• **Exercise**
Copy out word for word the stretch of lines from the one containing "Practice. Place a marker on each instance of the glass" through the final line below.

• **Location annotation dataset excerpts**
— Start —
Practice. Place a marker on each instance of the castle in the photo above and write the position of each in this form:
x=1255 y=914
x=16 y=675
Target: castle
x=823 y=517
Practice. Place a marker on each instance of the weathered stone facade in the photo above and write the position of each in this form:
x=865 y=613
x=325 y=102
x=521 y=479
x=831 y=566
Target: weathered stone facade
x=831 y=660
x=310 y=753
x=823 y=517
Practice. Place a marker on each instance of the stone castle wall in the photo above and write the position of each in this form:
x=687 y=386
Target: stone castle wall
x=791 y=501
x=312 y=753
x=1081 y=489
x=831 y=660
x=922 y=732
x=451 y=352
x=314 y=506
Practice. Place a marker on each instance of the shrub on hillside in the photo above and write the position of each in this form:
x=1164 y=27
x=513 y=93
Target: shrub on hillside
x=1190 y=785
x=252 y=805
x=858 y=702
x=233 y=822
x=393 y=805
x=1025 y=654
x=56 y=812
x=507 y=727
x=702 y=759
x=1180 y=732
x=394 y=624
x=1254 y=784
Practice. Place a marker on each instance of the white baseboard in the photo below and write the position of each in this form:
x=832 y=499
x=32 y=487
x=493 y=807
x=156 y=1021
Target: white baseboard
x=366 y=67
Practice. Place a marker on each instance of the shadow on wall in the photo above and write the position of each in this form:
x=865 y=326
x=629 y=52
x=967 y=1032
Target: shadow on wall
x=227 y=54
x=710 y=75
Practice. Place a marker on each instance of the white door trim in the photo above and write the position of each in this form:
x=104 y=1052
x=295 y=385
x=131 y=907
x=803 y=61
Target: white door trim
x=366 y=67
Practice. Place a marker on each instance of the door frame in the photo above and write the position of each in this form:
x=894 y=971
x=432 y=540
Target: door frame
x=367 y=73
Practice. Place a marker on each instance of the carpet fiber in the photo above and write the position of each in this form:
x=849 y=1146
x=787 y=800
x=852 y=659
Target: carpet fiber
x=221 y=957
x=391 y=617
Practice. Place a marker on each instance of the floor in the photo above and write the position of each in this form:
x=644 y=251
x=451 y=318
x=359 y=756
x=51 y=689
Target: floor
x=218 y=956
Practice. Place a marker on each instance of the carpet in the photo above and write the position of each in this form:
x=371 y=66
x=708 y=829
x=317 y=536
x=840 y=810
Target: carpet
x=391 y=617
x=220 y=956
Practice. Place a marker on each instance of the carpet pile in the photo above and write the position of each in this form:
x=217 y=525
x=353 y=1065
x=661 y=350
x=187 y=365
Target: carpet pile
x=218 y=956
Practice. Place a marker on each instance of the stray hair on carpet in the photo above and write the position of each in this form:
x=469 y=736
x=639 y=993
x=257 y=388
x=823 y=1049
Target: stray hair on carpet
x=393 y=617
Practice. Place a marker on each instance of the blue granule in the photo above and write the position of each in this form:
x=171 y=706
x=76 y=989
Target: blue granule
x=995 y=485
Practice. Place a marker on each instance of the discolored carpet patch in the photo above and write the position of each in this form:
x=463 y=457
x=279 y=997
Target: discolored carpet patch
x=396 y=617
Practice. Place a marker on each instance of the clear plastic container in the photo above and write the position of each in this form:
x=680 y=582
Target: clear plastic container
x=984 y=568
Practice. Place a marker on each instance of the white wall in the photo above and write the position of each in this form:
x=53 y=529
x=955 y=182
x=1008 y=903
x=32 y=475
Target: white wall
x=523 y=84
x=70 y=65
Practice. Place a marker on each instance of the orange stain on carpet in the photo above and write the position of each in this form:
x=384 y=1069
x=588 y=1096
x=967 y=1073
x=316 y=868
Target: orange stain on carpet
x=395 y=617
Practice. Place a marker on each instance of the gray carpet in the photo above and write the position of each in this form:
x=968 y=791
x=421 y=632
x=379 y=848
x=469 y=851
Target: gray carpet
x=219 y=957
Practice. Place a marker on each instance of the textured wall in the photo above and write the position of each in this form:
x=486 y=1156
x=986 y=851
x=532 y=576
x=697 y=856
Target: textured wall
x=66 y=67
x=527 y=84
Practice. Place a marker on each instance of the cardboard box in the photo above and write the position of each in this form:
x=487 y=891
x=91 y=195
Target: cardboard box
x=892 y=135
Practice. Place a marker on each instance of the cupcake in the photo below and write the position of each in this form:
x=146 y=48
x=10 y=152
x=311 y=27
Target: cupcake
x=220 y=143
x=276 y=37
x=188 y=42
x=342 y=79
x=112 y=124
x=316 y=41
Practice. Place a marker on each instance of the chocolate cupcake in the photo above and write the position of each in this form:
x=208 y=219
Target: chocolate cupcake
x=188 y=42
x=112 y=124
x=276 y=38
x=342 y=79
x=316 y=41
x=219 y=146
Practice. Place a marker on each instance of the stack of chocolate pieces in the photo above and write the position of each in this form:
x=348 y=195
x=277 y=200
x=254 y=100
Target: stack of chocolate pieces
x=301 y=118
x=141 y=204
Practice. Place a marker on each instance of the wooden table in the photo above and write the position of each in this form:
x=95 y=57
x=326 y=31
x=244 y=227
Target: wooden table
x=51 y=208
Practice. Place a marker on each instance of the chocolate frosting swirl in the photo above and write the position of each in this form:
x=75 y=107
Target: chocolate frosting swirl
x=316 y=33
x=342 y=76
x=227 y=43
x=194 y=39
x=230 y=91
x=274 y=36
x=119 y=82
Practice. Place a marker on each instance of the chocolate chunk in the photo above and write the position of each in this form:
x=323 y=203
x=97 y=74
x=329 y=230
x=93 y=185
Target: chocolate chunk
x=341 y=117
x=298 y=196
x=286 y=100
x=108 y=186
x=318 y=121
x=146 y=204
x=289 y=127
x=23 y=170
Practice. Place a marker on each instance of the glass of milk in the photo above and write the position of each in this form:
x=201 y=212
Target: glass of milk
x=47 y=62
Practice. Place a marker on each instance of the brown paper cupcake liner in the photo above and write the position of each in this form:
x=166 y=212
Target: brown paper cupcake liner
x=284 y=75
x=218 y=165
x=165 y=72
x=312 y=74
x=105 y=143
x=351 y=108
— End —
• **Solution**
Practice. Place a marker on each instance of the glass of milk in the photo above and write the position of each in this form:
x=201 y=212
Target: glass of milk
x=47 y=62
Practice. Place a marker on each instance of the brown paper cupcake liner in the photo above and write the position of each in this form:
x=166 y=212
Target: brown paper cupcake liner
x=284 y=75
x=218 y=165
x=165 y=72
x=312 y=74
x=105 y=143
x=351 y=108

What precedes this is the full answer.